▶ **REQUIRED WORK**:
• a. Write out the part of the article about the GGTase-I enzyme that opens with "GGTase-I is found" and closes with "Institute of Medicine.".
• b. According to the article about the GGTase-I enzyme, what does GGTase-I attach to the CAAX proteins?
*** Opening of SELECTED EXCERPT ***
An enzyme that protects against inflammation and joint destruction has been identified by a team of researchers at the University of Gotenburg, Sweden.
Made when the researchers blocked production of the enzyme GGTase-I in transgenic mice, this unexpected discovery could lead to the identification of new mechanisms that control the development of inflammatory disorders, as well as new medicines.
GGTase-I is found in all cells but is particularly important for the function of so-called CAAX proteins in inflammatory cells. GGTase-I attaches a cholesterol-like fatty acid on the CAAX proteins.
“We therefore developed genetic strategies in transgenic mice to switch off the gene that codes for GGTase-I,” said student Omar Khan who is heading up the study along with professor Martin Bergö and co-worker docent/consultant Maria Bokarewa from the Institute of Medicine.
“This allowed us to investigate whether a complete blockade of GGTase-I can inhibit the development of inflammatory disorders and whether there are any side-effects.”
However, the results were quite the opposite of what the researchers were expecting. Instead of inhibiting inflammation, the deficiency of GGTase-I in macrophages (a common type of inflammatory cell) led to the mice developing chronic inflammation with cartilage and bone erosion in the joints, very similar to rheumatoid arthritis in humans.
*** Close of SELECTED EXCERPT ***
*** Opening of GIVEN RECORDS ***
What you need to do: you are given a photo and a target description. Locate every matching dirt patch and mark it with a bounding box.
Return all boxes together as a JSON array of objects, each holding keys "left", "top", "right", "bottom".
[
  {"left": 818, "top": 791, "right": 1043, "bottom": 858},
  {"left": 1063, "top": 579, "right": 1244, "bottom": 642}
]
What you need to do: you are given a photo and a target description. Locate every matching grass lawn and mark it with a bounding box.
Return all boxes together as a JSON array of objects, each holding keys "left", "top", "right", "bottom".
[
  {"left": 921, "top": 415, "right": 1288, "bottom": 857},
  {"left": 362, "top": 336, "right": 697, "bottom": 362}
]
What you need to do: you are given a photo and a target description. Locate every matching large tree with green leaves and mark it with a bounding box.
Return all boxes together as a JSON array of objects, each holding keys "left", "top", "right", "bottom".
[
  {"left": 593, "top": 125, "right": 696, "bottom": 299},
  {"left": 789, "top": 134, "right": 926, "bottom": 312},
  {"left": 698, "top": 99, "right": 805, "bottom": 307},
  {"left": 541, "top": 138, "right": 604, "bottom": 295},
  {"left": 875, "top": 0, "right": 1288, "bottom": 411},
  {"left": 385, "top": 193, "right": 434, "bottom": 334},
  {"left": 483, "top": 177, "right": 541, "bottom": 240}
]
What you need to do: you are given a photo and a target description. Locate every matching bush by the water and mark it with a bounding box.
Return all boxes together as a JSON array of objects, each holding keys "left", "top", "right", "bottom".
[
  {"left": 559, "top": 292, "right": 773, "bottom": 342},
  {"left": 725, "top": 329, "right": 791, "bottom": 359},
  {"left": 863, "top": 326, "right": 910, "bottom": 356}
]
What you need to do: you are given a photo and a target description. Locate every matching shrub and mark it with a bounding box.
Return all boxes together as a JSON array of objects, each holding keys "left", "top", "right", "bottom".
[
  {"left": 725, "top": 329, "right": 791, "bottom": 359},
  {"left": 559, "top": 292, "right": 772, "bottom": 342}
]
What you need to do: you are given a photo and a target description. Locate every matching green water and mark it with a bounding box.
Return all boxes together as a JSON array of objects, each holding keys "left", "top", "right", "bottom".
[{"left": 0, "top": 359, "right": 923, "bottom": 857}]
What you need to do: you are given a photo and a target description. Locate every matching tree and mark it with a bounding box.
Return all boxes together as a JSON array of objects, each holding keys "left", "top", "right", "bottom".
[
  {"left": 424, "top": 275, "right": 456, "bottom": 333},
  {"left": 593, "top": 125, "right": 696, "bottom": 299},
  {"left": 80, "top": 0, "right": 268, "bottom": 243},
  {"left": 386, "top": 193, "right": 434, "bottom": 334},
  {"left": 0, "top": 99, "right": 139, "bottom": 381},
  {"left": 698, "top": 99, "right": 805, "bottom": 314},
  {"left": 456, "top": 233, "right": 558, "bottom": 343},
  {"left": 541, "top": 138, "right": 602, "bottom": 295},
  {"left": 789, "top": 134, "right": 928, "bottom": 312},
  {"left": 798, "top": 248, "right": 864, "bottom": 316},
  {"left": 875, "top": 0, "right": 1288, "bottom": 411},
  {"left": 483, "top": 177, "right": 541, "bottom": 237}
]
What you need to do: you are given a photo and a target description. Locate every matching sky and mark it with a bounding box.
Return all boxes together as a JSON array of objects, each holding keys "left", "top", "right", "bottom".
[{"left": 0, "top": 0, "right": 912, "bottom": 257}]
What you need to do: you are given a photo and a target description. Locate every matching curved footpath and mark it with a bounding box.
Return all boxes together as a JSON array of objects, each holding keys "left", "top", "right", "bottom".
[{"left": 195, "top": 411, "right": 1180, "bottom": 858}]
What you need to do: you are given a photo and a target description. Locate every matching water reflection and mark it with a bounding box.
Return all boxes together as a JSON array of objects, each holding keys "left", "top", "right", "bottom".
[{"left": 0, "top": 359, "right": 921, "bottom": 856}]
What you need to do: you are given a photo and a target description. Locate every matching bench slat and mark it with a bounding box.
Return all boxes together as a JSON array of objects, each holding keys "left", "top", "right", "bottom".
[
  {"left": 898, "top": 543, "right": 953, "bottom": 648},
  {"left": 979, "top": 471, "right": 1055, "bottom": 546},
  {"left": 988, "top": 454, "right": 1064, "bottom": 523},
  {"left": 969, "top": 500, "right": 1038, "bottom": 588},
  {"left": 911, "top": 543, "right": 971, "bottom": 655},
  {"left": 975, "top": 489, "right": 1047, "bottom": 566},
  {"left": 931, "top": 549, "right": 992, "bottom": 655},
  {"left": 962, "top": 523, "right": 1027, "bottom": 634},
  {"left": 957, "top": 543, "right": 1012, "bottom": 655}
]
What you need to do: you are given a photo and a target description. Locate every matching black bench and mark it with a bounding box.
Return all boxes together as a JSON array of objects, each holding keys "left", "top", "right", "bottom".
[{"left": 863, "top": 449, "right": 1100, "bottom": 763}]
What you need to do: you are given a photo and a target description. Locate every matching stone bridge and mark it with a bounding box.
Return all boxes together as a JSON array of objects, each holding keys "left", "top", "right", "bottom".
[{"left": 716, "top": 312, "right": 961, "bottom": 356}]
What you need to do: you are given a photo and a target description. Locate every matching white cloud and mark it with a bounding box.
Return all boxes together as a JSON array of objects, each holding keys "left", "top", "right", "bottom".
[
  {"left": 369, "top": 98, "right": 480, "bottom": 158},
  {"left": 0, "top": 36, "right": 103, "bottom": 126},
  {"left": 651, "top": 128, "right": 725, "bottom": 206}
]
*** Close of GIVEN RECORDS ***
▶ **TASK-BY-TASK RESULTS**:
• a.
GGTase-I is found in all cells but is particularly important for the function of so-called CAAX proteins in inflammatory cells. GGTase-I attaches a cholesterol-like fatty acid on the CAAX proteins.
“We therefore developed genetic strategies in transgenic mice to switch off the gene that codes for GGTase-I,” said student Omar Khan who is heading up the study along with professor Martin Bergö and co-worker docent/consultant Maria Bokarewa from the Institute of Medicine.

• b. A cholesterol-like fatty acid.